**Material for this exercise**.
___
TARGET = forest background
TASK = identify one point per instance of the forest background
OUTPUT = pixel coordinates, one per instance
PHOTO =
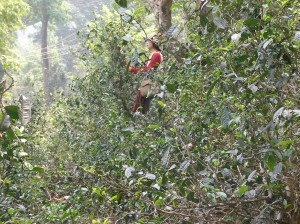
(221, 144)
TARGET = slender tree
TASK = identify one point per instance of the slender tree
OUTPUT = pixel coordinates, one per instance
(46, 11)
(163, 14)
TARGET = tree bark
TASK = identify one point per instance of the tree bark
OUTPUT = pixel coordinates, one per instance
(44, 51)
(163, 14)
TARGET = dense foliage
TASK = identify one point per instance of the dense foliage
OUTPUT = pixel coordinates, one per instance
(220, 146)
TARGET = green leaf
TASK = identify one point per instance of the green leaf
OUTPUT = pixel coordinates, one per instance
(222, 195)
(122, 3)
(117, 197)
(242, 190)
(28, 165)
(251, 22)
(220, 22)
(160, 103)
(271, 162)
(12, 111)
(138, 11)
(159, 202)
(38, 169)
(4, 122)
(10, 134)
(171, 88)
(153, 126)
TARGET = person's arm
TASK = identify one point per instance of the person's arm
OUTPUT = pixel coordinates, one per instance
(155, 61)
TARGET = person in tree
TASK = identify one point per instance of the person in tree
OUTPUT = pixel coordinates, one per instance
(155, 60)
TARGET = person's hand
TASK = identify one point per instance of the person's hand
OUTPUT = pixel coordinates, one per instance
(131, 68)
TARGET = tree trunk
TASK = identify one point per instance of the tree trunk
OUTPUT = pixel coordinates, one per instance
(44, 51)
(202, 9)
(163, 14)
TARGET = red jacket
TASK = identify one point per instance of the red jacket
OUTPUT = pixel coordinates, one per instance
(154, 62)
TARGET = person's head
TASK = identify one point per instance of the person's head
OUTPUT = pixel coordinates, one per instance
(152, 42)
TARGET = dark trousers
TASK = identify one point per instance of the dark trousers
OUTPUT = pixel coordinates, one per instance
(142, 102)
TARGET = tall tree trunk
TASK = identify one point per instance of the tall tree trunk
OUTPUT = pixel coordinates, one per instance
(44, 51)
(163, 14)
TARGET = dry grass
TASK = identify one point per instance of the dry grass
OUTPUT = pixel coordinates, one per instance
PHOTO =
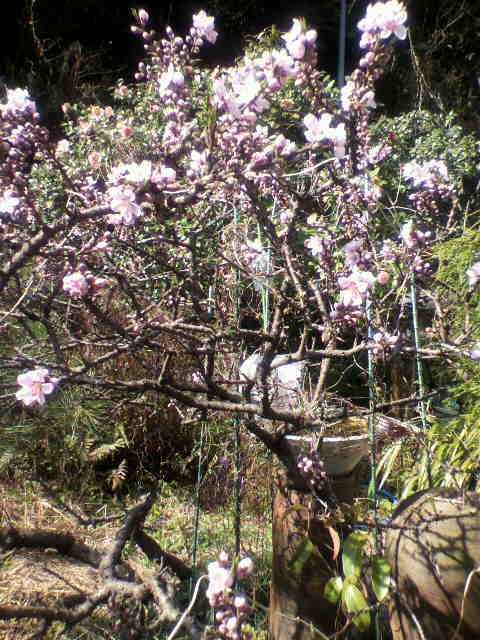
(34, 577)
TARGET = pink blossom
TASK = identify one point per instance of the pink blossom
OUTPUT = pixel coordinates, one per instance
(199, 162)
(220, 579)
(143, 17)
(245, 567)
(18, 101)
(63, 146)
(381, 21)
(412, 238)
(35, 385)
(383, 277)
(350, 95)
(125, 130)
(135, 172)
(94, 159)
(384, 341)
(164, 176)
(122, 201)
(298, 39)
(240, 602)
(354, 288)
(9, 202)
(205, 26)
(317, 129)
(75, 284)
(170, 82)
(473, 274)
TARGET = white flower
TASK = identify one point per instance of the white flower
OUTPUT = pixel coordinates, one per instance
(426, 174)
(18, 100)
(170, 81)
(381, 20)
(317, 129)
(355, 287)
(205, 26)
(122, 201)
(245, 567)
(35, 385)
(75, 284)
(199, 162)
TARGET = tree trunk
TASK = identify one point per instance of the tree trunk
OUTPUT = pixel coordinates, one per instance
(302, 564)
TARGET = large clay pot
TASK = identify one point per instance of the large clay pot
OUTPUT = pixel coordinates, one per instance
(434, 549)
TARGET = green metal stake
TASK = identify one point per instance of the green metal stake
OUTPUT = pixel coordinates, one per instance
(420, 379)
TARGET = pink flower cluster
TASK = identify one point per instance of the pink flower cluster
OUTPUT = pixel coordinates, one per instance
(413, 238)
(381, 21)
(18, 101)
(298, 40)
(34, 386)
(233, 607)
(205, 26)
(320, 130)
(312, 468)
(354, 288)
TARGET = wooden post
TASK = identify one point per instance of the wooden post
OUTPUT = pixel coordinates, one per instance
(302, 564)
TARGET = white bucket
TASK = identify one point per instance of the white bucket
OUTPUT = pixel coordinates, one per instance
(340, 454)
(285, 381)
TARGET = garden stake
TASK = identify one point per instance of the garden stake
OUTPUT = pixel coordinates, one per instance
(197, 503)
(420, 381)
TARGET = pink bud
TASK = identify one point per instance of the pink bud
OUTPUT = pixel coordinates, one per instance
(143, 17)
(383, 277)
(245, 567)
(125, 131)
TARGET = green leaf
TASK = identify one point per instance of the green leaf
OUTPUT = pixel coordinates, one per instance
(380, 577)
(352, 555)
(333, 589)
(302, 556)
(353, 600)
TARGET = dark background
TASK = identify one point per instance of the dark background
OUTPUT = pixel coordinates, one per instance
(76, 49)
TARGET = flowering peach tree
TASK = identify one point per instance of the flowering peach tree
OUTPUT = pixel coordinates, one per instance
(214, 213)
(135, 232)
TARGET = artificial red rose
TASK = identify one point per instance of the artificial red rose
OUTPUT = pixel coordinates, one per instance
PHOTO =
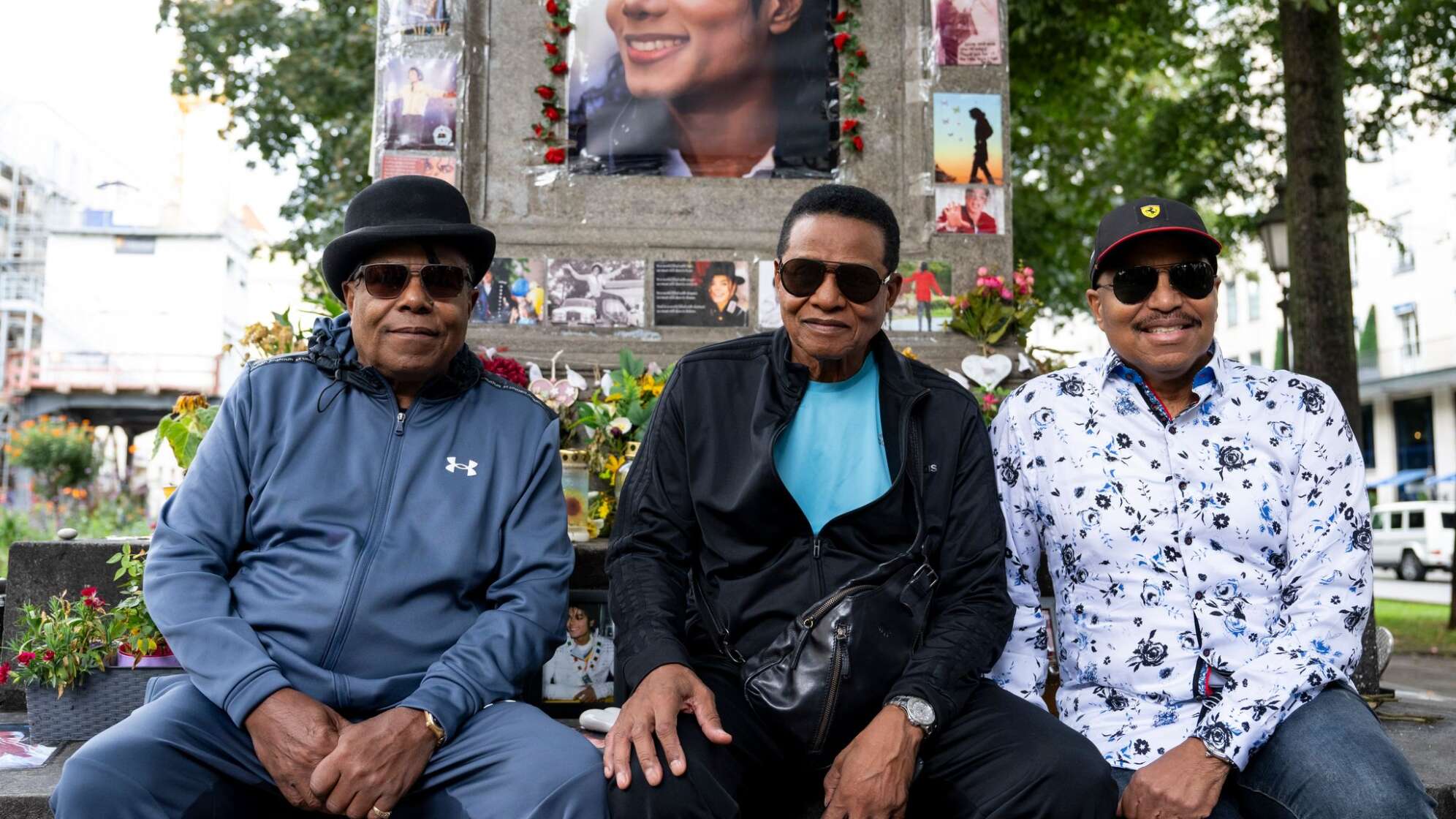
(510, 369)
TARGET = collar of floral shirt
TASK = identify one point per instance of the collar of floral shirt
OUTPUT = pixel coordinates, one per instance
(1216, 374)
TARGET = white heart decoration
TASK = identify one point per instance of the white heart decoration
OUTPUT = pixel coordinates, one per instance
(986, 371)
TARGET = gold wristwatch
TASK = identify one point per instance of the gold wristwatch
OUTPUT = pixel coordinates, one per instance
(436, 729)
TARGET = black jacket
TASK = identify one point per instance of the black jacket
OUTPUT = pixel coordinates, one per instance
(705, 488)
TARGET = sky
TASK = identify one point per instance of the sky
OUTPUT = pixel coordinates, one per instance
(955, 135)
(108, 80)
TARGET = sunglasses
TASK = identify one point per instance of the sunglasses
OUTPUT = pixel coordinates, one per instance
(387, 280)
(803, 277)
(1134, 284)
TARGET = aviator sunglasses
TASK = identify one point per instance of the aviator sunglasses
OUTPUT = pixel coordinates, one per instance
(387, 280)
(1134, 284)
(858, 283)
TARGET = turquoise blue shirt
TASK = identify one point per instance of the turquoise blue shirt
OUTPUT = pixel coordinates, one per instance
(832, 456)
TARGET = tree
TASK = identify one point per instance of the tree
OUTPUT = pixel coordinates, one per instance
(299, 83)
(1184, 98)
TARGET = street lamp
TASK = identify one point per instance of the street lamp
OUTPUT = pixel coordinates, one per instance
(1274, 235)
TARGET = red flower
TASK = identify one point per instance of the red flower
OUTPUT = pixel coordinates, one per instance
(510, 369)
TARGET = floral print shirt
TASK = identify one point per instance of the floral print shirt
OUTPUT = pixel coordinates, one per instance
(1212, 572)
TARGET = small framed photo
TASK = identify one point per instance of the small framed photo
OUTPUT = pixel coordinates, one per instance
(580, 673)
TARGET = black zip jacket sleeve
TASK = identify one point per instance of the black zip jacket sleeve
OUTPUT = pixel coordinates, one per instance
(653, 547)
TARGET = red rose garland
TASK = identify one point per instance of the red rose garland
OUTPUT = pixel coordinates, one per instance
(852, 60)
(545, 130)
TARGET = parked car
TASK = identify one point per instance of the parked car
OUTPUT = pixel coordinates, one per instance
(1413, 537)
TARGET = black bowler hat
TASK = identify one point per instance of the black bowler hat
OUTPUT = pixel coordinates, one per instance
(1146, 216)
(406, 207)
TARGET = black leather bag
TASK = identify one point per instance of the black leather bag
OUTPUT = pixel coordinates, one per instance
(827, 673)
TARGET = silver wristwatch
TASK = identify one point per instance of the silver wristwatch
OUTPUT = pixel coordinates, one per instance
(917, 712)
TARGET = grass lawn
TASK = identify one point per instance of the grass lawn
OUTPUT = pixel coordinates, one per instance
(1420, 628)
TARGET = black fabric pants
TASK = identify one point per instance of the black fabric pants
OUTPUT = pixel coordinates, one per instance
(999, 758)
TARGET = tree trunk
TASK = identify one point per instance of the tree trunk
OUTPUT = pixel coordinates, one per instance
(1318, 203)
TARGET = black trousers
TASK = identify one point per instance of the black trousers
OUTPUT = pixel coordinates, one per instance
(999, 758)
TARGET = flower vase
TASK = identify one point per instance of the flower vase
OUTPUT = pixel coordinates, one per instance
(575, 486)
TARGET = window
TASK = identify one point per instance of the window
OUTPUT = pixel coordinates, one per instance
(136, 245)
(1404, 255)
(1410, 330)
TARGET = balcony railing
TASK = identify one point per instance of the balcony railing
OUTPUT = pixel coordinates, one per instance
(111, 372)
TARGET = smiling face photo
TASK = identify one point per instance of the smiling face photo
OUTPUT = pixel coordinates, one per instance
(702, 88)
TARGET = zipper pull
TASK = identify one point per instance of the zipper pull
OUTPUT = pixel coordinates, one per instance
(842, 646)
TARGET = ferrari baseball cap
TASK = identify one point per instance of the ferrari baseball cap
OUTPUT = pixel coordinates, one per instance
(1146, 216)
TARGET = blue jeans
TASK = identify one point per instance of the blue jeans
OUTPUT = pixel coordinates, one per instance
(181, 757)
(1328, 760)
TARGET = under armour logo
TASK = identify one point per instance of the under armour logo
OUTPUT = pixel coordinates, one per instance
(452, 465)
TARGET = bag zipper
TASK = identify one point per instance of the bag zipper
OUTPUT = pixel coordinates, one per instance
(836, 666)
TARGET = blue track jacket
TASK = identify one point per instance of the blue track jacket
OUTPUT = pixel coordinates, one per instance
(367, 557)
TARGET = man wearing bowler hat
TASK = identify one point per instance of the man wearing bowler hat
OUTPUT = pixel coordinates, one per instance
(365, 559)
(1207, 535)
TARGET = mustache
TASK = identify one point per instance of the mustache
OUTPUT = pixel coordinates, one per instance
(1181, 317)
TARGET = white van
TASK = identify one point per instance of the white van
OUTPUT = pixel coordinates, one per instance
(1411, 537)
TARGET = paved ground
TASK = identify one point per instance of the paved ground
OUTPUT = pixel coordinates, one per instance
(1435, 589)
(1422, 678)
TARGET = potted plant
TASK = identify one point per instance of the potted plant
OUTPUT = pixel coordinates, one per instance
(140, 641)
(64, 647)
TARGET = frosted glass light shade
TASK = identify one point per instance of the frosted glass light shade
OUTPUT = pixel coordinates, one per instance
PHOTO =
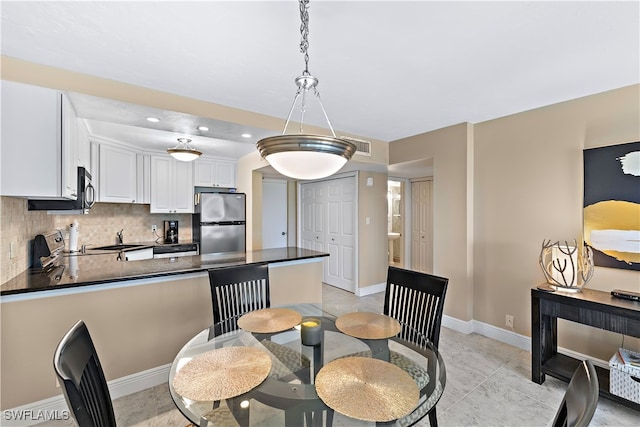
(184, 151)
(184, 155)
(306, 157)
(306, 164)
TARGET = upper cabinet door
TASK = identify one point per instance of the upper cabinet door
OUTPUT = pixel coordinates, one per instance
(70, 149)
(31, 150)
(171, 185)
(83, 147)
(118, 175)
(183, 187)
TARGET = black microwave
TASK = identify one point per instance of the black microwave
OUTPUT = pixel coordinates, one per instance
(82, 204)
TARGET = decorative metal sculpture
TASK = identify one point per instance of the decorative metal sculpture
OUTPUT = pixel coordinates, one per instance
(564, 267)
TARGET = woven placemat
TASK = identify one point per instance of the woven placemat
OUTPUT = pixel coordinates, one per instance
(222, 373)
(362, 324)
(367, 389)
(269, 320)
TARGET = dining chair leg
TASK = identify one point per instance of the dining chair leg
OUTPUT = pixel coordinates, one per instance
(329, 417)
(433, 421)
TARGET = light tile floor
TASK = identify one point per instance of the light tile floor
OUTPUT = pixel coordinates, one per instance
(488, 384)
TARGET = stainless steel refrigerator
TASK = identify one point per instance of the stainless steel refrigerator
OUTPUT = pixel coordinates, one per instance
(219, 222)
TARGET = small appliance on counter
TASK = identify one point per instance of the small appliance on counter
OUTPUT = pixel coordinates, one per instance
(171, 231)
(175, 250)
(47, 252)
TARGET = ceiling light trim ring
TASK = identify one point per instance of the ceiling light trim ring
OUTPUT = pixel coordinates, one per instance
(184, 151)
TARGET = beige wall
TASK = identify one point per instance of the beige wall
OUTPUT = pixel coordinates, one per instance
(134, 329)
(528, 187)
(372, 238)
(18, 227)
(452, 236)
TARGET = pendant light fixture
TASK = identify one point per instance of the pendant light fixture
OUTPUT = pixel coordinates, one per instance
(184, 151)
(300, 155)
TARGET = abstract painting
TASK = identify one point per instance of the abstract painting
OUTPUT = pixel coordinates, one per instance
(612, 205)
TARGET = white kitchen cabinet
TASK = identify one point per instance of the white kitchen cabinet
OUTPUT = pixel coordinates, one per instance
(39, 138)
(171, 185)
(118, 182)
(83, 147)
(143, 188)
(214, 173)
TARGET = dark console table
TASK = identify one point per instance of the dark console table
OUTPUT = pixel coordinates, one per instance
(589, 307)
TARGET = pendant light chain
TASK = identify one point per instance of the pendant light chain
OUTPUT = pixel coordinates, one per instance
(300, 155)
(304, 32)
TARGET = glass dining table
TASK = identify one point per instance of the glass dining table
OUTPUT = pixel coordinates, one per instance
(318, 392)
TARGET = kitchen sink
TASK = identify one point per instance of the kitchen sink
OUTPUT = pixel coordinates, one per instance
(117, 247)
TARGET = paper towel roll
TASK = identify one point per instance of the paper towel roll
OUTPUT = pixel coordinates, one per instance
(73, 237)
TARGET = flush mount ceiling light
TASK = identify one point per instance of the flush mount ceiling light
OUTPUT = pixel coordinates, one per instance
(184, 151)
(301, 155)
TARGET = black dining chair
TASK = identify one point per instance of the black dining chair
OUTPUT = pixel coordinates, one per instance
(79, 371)
(581, 398)
(416, 301)
(238, 290)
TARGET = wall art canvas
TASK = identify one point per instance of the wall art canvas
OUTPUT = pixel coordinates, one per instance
(612, 205)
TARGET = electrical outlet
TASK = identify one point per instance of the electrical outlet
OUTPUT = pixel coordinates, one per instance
(509, 321)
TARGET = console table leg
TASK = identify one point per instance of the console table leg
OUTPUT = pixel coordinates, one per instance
(536, 342)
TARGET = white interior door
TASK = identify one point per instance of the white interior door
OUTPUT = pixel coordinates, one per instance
(328, 224)
(312, 202)
(340, 236)
(274, 213)
(421, 226)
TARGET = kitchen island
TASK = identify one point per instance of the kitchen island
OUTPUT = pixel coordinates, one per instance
(139, 313)
(109, 267)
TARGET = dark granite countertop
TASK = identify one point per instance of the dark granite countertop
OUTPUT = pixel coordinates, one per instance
(101, 268)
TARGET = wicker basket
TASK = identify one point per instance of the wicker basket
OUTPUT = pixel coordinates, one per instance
(624, 379)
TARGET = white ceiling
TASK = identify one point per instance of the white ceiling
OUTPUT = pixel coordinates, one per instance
(387, 69)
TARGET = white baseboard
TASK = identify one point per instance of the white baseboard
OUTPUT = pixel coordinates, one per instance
(508, 337)
(490, 331)
(369, 290)
(56, 407)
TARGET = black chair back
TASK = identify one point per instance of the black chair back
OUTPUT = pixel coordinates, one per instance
(416, 300)
(581, 398)
(235, 291)
(83, 382)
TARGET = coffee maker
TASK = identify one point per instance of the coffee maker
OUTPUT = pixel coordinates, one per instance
___
**Stated goal**.
Starting with the line that contains "TARGET = dark granite countertop", print each line through the last one in the listing. Include both end lines and add nothing.

**Exercise result**.
TARGET = dark granite countertop
TASK = identify one point per instance of the dark granite countertop
OUTPUT = pixel coordinates, one per instance
(101, 268)
TARGET = wicker basket
TASK = identify one point per instance of the wicker basket
OUTPUT = pixel coordinates, one per instance
(624, 379)
TARGET = white ceiling
TASK = identify one point per instance of the white ceiling
OUTPUT = pixel coordinates, one per instance
(387, 69)
TARGET = white baseboard
TASK = identify one point per instance of the white baseboard
OUTPUT = pixel coordinates, one per instance
(508, 337)
(490, 331)
(369, 290)
(56, 407)
TARGET = black chair back
TASK = identify one point per instance of the black chair back
OUTPUT = pixel coordinates, one per instance
(416, 300)
(581, 398)
(235, 291)
(83, 382)
TARGET = coffee maker
TASK = identify one point per instance of the coffee maker
OUTPUT = pixel coordinates, one per instance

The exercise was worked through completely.